[[ Data supplied, beginning ]]
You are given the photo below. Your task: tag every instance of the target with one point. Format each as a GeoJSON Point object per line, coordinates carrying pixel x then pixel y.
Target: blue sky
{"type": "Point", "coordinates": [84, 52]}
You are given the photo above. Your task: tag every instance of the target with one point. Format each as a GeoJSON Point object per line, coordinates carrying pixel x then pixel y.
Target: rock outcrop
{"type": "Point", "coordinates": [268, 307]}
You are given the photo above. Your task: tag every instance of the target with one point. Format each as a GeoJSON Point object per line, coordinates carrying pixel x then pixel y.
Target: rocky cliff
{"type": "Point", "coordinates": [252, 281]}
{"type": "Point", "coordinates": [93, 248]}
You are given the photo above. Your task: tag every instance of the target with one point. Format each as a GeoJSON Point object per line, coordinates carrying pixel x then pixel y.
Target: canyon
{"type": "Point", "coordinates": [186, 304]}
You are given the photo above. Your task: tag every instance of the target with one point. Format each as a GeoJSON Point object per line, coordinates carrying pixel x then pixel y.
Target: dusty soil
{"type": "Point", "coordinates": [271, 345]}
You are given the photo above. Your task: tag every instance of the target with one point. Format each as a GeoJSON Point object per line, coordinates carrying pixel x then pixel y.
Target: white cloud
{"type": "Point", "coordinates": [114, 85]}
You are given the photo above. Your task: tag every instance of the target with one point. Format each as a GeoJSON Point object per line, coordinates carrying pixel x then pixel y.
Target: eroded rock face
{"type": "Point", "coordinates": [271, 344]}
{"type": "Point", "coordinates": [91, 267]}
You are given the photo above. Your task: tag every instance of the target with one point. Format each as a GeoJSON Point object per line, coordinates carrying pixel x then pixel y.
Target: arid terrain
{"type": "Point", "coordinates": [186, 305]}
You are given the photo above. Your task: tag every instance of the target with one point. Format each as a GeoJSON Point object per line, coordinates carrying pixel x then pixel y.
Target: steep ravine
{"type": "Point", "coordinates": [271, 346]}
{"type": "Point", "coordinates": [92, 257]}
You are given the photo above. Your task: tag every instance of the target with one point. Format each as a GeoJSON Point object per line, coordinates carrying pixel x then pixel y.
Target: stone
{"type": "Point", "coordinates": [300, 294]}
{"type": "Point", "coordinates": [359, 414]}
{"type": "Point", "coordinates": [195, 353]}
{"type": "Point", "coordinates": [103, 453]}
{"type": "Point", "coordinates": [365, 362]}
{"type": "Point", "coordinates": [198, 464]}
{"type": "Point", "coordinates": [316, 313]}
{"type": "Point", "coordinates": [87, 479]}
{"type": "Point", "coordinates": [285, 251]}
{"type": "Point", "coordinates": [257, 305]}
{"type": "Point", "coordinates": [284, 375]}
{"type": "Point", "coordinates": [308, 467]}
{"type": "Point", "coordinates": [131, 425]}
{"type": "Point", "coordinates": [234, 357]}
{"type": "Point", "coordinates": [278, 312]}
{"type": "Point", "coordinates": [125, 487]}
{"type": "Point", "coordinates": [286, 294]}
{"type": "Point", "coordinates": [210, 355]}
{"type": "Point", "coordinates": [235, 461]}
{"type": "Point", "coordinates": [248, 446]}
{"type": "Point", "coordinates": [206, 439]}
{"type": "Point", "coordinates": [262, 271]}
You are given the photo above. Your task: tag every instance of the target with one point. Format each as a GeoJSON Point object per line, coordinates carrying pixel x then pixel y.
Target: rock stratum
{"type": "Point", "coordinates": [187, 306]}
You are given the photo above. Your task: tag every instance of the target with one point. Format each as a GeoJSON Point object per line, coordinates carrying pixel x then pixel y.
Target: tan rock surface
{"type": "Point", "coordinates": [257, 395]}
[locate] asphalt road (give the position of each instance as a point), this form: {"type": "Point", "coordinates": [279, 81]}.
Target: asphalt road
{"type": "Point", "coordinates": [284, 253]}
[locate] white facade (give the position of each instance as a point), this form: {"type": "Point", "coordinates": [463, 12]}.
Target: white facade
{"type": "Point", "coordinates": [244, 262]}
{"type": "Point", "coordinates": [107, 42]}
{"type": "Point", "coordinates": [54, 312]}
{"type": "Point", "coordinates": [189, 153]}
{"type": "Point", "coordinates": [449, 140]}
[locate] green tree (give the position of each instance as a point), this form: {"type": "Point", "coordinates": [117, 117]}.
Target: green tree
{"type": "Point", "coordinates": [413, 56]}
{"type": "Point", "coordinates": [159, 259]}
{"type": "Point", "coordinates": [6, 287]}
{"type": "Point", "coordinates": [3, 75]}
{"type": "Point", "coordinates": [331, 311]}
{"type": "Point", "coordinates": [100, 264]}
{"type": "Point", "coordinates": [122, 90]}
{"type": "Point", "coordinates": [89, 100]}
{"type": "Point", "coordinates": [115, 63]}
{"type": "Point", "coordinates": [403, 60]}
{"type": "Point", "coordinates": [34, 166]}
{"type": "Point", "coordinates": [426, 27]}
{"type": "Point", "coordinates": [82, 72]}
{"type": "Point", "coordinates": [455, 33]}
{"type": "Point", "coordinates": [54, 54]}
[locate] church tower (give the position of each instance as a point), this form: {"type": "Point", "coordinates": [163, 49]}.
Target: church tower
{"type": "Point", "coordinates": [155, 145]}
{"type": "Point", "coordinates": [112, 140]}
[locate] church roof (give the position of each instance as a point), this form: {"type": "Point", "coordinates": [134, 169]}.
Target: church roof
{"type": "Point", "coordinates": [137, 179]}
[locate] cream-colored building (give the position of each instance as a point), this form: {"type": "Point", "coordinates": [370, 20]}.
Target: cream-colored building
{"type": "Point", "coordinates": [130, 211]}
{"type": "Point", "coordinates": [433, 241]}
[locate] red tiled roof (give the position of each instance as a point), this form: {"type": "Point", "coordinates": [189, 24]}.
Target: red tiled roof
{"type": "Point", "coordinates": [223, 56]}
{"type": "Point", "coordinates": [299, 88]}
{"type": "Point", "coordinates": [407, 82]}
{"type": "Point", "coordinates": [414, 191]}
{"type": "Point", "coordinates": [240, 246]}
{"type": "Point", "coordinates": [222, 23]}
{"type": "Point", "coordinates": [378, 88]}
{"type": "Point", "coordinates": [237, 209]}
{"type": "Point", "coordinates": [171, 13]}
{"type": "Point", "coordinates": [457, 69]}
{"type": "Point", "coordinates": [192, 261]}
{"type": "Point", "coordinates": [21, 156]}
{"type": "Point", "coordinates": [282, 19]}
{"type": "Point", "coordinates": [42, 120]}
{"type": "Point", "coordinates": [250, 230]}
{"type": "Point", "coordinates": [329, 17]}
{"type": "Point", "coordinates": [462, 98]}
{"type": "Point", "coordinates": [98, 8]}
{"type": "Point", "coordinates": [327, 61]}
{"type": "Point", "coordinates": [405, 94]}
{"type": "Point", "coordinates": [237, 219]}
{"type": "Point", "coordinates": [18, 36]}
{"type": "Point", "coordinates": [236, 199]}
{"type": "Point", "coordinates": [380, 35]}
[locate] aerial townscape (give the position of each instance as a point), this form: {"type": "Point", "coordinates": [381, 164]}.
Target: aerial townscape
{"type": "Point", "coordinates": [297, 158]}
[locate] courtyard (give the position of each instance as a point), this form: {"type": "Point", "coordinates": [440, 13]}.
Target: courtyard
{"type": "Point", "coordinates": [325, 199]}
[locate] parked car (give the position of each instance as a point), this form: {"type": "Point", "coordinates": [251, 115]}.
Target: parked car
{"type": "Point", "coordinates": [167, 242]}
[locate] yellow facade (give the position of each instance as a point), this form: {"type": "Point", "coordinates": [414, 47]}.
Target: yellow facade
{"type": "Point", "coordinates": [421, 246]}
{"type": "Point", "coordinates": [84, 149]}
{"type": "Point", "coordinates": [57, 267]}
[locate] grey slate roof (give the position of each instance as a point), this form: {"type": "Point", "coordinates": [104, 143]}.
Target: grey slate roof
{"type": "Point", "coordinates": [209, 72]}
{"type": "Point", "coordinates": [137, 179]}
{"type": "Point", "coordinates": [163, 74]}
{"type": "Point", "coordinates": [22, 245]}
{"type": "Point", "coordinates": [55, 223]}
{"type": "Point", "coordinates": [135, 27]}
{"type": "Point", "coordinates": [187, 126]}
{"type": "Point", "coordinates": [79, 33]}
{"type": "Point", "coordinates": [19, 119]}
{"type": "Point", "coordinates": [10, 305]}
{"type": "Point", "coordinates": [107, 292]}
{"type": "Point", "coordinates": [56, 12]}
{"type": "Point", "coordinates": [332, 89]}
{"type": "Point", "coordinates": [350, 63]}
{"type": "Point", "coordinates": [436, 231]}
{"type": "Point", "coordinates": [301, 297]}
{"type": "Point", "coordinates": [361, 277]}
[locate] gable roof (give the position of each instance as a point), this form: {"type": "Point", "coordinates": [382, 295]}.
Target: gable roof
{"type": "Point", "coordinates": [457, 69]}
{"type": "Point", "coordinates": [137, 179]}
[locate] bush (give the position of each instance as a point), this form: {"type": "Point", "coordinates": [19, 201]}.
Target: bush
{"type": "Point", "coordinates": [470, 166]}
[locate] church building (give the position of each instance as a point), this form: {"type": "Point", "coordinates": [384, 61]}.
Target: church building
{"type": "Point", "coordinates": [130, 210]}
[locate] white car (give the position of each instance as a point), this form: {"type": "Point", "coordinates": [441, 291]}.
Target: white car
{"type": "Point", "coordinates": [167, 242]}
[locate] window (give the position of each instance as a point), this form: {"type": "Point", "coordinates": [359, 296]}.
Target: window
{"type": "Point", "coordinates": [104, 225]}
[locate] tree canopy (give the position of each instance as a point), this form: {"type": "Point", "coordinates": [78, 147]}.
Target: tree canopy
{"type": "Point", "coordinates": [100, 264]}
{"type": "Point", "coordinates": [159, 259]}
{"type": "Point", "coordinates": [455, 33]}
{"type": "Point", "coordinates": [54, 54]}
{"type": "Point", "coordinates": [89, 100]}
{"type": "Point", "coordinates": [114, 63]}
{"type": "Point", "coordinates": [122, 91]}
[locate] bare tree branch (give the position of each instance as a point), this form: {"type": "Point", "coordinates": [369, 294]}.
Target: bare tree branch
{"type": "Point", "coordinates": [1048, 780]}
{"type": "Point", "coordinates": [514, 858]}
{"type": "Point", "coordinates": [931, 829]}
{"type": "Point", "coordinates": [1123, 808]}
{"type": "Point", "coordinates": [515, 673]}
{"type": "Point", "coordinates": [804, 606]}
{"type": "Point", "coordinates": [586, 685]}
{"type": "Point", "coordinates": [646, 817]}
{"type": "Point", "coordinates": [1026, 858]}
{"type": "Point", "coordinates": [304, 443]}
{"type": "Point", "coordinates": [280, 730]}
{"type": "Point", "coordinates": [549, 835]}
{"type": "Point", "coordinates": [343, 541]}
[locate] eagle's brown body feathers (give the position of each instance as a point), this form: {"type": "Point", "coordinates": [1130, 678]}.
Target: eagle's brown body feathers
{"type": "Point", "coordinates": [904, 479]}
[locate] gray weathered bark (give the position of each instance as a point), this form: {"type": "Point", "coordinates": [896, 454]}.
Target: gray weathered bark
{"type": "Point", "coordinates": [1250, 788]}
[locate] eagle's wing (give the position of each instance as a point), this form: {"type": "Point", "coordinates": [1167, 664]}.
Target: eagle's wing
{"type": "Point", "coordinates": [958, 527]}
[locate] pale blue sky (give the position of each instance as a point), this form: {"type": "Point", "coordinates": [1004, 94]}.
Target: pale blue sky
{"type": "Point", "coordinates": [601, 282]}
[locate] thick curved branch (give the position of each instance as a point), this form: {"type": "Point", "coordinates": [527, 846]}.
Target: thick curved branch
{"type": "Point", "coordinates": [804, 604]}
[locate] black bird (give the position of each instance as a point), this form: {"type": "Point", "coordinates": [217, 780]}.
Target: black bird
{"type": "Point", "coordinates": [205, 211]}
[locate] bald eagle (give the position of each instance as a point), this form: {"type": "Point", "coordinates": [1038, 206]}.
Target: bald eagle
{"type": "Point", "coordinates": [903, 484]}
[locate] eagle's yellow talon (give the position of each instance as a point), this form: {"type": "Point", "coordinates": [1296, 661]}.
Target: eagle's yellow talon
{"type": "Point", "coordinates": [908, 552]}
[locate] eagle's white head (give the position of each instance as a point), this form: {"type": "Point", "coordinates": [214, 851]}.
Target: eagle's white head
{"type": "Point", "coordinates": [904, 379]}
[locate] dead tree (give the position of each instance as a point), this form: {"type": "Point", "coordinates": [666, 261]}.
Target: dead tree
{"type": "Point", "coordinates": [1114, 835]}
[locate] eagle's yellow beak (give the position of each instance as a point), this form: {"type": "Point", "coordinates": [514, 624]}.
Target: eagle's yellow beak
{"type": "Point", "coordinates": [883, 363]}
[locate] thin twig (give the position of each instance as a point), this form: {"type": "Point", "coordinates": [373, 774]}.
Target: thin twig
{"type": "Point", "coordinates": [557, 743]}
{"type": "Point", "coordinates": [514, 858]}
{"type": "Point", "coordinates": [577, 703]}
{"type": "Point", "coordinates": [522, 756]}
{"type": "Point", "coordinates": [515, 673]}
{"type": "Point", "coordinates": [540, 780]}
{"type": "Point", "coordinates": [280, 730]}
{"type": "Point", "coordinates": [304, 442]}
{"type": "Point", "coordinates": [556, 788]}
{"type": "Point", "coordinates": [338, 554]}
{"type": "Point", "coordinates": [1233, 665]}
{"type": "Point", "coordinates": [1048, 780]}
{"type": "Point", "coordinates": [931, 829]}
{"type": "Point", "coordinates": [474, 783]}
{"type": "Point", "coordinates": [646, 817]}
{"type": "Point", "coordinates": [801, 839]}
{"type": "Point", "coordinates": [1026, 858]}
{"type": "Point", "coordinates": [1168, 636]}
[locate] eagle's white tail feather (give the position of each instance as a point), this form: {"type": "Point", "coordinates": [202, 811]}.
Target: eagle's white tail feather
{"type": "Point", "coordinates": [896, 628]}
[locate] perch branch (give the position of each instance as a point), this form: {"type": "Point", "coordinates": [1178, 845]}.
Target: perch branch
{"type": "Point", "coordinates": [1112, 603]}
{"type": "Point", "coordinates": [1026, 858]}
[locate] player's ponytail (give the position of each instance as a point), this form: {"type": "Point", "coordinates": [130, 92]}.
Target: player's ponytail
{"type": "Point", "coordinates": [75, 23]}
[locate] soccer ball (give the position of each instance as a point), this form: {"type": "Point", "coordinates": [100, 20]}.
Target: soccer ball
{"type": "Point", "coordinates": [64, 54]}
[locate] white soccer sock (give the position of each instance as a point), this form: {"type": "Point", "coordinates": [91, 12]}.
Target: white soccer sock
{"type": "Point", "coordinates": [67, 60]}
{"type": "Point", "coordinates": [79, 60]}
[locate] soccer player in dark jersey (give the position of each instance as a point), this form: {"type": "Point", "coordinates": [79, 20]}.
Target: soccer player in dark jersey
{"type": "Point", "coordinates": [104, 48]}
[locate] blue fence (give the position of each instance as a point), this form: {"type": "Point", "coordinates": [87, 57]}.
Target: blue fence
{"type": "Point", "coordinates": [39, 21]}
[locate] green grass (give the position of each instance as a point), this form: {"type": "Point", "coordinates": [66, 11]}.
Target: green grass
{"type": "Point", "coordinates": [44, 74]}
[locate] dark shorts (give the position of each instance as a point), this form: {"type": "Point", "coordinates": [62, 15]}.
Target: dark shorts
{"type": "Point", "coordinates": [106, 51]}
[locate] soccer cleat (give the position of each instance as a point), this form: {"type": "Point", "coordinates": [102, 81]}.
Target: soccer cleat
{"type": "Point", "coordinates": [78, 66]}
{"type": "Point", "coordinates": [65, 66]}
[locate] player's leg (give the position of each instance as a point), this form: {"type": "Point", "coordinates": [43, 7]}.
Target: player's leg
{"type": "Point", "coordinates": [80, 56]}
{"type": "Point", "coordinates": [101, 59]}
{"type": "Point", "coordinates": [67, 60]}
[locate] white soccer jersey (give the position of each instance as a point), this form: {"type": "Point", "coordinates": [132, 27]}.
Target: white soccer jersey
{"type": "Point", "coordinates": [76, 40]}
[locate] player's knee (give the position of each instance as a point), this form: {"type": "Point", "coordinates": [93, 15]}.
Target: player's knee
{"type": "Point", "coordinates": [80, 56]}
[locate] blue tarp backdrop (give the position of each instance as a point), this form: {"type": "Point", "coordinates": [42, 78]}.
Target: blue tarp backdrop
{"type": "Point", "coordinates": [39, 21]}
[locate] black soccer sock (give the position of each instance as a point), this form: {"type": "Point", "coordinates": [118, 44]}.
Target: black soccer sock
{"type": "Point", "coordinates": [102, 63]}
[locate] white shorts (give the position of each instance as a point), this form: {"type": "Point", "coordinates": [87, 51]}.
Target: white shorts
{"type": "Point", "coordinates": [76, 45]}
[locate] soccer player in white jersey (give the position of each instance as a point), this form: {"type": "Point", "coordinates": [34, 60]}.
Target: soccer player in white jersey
[[ Data supplied, end ]]
■ What you need to do ■
What you return must be an exact retyping of the lines above starting at the line with "Target: gable roof" and ending at the line with "[locate] white car", and nothing besides.

■ Task output ■
Target: gable roof
{"type": "Point", "coordinates": [457, 69]}
{"type": "Point", "coordinates": [137, 179]}
[locate] bush (give the position of each instance as a point), this form: {"type": "Point", "coordinates": [19, 201]}.
Target: bush
{"type": "Point", "coordinates": [470, 166]}
[locate] church building (give the position of each instance as a point), this form: {"type": "Point", "coordinates": [384, 61]}.
Target: church building
{"type": "Point", "coordinates": [130, 210]}
[locate] white car (give the position of each instance as a point), this form: {"type": "Point", "coordinates": [441, 291]}.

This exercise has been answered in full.